(Rows from a pointing dataset)

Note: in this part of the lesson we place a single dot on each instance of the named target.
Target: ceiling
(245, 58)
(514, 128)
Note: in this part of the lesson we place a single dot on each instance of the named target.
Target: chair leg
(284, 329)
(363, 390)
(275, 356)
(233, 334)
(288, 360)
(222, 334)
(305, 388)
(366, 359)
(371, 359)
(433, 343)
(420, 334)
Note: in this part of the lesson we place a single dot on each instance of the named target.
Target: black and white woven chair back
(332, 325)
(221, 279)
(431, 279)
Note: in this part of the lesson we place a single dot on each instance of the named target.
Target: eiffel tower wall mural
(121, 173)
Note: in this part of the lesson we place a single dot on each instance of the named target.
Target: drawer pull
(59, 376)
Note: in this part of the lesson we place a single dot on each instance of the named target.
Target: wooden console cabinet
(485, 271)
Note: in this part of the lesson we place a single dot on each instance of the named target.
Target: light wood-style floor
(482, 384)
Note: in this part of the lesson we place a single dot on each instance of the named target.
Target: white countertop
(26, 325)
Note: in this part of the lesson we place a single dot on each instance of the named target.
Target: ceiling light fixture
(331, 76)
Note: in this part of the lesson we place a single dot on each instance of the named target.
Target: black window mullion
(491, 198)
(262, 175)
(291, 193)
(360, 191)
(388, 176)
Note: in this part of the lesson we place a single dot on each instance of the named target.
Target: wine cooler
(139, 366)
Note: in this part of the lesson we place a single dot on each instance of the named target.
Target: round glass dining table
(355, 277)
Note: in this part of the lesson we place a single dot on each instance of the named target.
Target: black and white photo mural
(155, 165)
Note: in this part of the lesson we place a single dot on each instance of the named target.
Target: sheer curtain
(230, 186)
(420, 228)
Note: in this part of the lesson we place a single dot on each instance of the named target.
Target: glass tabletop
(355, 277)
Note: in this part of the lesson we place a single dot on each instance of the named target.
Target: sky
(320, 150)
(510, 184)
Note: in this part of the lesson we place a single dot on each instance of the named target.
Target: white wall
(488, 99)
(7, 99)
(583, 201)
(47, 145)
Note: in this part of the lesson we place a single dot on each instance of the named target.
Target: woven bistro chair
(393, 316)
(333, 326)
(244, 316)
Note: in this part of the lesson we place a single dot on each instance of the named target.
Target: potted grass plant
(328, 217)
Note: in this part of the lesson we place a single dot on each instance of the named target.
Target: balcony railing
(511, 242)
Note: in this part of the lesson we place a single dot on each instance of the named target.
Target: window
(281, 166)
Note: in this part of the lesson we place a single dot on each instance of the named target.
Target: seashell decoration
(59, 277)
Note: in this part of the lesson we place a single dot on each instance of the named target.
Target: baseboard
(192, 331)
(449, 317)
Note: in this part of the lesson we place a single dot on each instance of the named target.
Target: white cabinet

» **EXERCISE DIRECTIONS**: Your task is to repeat every line exactly.

» **TASK RESPONSE**:
Note: in this part of the lesson we place a single dot on each instance of the named target.
Target: ceiling
(245, 58)
(514, 128)
Note: in this part of the lesson we place a single dot on each instance of the named target.
Target: chair leg
(284, 329)
(363, 390)
(275, 356)
(233, 334)
(288, 360)
(222, 334)
(305, 388)
(366, 359)
(371, 359)
(433, 343)
(420, 334)
Note: in this part of the lesson we place a single dot on each instance of the named target.
Target: black and white woven chair back
(332, 325)
(221, 279)
(431, 279)
Note: in this part of the lesson we place a single dot on each instance of the named target.
Target: eiffel tower wall mural
(121, 173)
Note: in this part of the lesson we place a single dot on each instance of the named target.
Target: drawer pull
(59, 376)
Note: in this part of the lesson we place a single dot on each instance of the named target.
Target: wooden console cabinet
(485, 271)
Note: in this part of the lesson we place a single dot on each instance of the named target.
Target: light wood-style floor
(482, 384)
Note: in this part of the lesson we place a single dot on each instance of the named target.
Target: white countertop
(26, 325)
Note: in this part of the lesson we place a single dot on each instance of the named target.
Target: ceiling light fixture
(331, 76)
Note: in this part of the lesson we place a single dot on each instance of the named target.
Target: black window mullion
(491, 198)
(262, 175)
(291, 193)
(360, 191)
(388, 176)
Note: in this part of the lesson we place a single dot on each instance of the named target.
Target: wine cooler
(139, 366)
Note: in this part of the lesson we place a single dot on each instance of the named target.
Target: round glass dining table
(355, 277)
Note: in this part of the lesson we place a single dot on each instance of the named target.
Target: black and white photo mural
(155, 165)
Note: in this part of the lesson we place a single dot on each instance of the named target.
Target: sheer curtain
(230, 186)
(420, 228)
Note: in this part of the lesson we place a single dot on each instance of the named target.
Target: glass tabletop
(355, 277)
Note: in this part of the lesson we place a single dot on each instance of the named target.
Target: sky
(320, 150)
(510, 184)
Note: in this part of the lesson we place a single dot on each instance of the named target.
Target: white wall
(488, 99)
(7, 99)
(583, 201)
(47, 145)
Note: in this part of the lesson we place a single dot on each instance of the named target.
Target: woven bistro chair
(393, 316)
(333, 326)
(244, 316)
Note: in this part of the lesson we place a single dot on each instance of the named target.
Target: potted grass plant
(328, 217)
Note: in this part of the lesson we place a single dot on each instance of the named target.
Target: balcony railing
(511, 242)
Note: in this part of the lesson we place a single dot on each instance of the named target.
Target: window
(281, 166)
Note: in this part of the lesson we place a single dot on each instance of the named target.
Target: seashell decoration
(59, 277)
Note: in this part of the lesson we place a single dot on each instance of the named target.
Target: baseboard
(192, 331)
(449, 317)
Note: in this part of the lesson we place a single dot on each instance of the named target.
Target: white cabinet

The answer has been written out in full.